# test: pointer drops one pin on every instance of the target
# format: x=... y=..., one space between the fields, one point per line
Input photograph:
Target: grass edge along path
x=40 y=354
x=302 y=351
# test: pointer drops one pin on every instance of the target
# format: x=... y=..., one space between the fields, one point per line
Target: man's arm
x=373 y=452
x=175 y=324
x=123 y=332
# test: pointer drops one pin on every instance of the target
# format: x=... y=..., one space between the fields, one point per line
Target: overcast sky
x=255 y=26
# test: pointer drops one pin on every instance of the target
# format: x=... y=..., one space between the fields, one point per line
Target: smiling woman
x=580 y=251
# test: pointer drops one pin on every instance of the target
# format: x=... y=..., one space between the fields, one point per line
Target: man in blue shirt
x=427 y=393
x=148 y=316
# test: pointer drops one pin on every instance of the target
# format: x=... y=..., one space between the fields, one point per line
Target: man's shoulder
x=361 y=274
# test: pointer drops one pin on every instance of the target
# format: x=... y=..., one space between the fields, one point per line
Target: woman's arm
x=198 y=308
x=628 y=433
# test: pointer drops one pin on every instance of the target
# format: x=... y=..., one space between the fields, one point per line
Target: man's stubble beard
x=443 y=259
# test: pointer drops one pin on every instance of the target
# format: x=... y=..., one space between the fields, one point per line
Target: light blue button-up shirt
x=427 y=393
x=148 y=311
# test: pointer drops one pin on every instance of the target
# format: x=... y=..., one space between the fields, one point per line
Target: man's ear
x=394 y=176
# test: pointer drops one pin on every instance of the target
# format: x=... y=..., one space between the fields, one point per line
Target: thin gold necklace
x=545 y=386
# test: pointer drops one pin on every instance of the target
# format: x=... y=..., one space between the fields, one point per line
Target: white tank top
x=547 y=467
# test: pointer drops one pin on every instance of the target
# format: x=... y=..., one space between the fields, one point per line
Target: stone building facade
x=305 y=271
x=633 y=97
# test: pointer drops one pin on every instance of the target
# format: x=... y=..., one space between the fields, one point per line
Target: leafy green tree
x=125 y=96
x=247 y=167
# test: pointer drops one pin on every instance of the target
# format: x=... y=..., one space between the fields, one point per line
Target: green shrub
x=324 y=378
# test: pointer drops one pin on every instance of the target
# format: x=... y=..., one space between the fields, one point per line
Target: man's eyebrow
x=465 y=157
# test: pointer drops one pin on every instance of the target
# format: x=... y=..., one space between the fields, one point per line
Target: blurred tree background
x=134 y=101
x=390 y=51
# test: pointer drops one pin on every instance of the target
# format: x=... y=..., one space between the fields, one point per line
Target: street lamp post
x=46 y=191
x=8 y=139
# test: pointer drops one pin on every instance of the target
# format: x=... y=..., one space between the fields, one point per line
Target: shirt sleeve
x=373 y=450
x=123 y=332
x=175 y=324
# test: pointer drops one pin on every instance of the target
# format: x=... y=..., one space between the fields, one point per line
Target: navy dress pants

● **Set task**: Go through the listing above and restate it word for word.

● **Solution to this problem**:
# test: pointer drops one pin on every instance of the target
# format: x=... y=..., one space between the fields, one point per line
Input photograph:
Target: grass edge along path
x=40 y=354
x=302 y=351
# test: pointer drops one pin on every instance of the target
# format: x=... y=..., one space between the fields, one point per line
Target: man's arm
x=373 y=452
x=175 y=324
x=123 y=332
# test: pointer drops one pin on every instance of the target
# format: x=... y=..., one space between the fields, one point per line
Target: overcast sky
x=255 y=26
# test: pointer drops one pin on every instance of the target
# format: x=... y=..., one space between the fields, one point per line
Target: smiling woman
x=580 y=251
# test: pointer drops one pin on every instance of the target
# format: x=... y=..., one space between the fields, one point per line
Target: man in blue shirt
x=427 y=393
x=148 y=316
# test: pointer drops one pin on every instance of the target
# format: x=... y=..., one space between the fields, one point per line
Target: man's shoulder
x=361 y=274
# test: pointer drops one pin on every instance of the target
# format: x=... y=..., one space between the fields, one point per line
Target: woman's arm
x=198 y=308
x=628 y=433
# test: pointer drops one pin on every instance of the target
# format: x=... y=..., one space between the fields, one point per line
Target: man's stubble beard
x=443 y=259
# test: pointer drops one pin on every instance of the target
# format: x=... y=..., one space between the fields, one point per line
Target: light blue button-up shirt
x=427 y=393
x=148 y=311
# test: pointer drops one pin on every instance of the target
# format: x=... y=..., one space between the fields, one point per line
Target: man's ear
x=394 y=176
# test: pointer drops one pin on every instance of the target
# format: x=... y=..., one space between the fields, one point per line
Target: thin gold necklace
x=545 y=386
# test: pointer drops one pin on every instance of the target
# format: x=... y=..., one space between the fields, one point per line
Target: white tank top
x=547 y=467
# test: pointer drops one pin on every instance of the target
# format: x=... y=..., one space between the fields, one point per line
Target: stone building facade
x=305 y=271
x=633 y=97
# test: pointer drops one pin on every instance of the target
# format: x=... y=..., one space between the fields, one point per line
Target: leafy green tree
x=125 y=96
x=247 y=167
# test: pointer drops one pin on every instance of the target
# format: x=... y=..., one space between the fields, one point per line
Target: green shrub
x=324 y=378
# test: pointer drops one pin on every instance of the target
# format: x=... y=..., one space between the fields, one point per line
Target: man's eyebrow
x=465 y=157
# test: pointer drops one pin on every instance of the target
# format: x=... y=..., one space between the fields, one point per line
Target: blurred tree background
x=134 y=101
x=390 y=51
# test: pointer drops one pin on every instance of the target
# format: x=... y=..., one space between the fields, one point per line
Target: street lamp post
x=46 y=191
x=8 y=139
# test: pointer drops one pin on every instance of the target
# format: x=... y=..., one space between the fields, one point per line
Target: shirt sleeve
x=373 y=450
x=123 y=332
x=175 y=324
# test: pointer drops one pin on every instance of the target
# format: x=... y=..., one space between the fields, one point per line
Target: navy dress pants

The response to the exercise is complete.